⟨

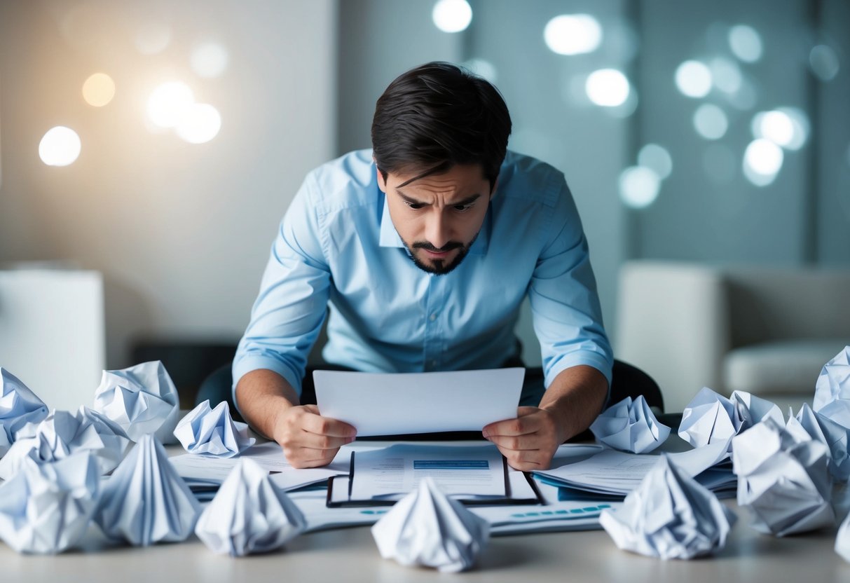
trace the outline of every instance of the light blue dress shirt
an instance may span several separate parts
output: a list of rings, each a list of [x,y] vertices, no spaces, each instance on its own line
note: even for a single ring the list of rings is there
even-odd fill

⟩

(TASK): Rewrite the text of the items above with "light blue" replaced by "navy" and everything else left as it is. Leave out the pictures.

(TASK RESULT):
trace the outline of every instance of the navy dress shirt
an instance may span several separate parts
output: a list of rings, each a list of [x,y] vertices, no spaces, each instance on its own line
note: even for a single ring the list of rings is there
even-odd fill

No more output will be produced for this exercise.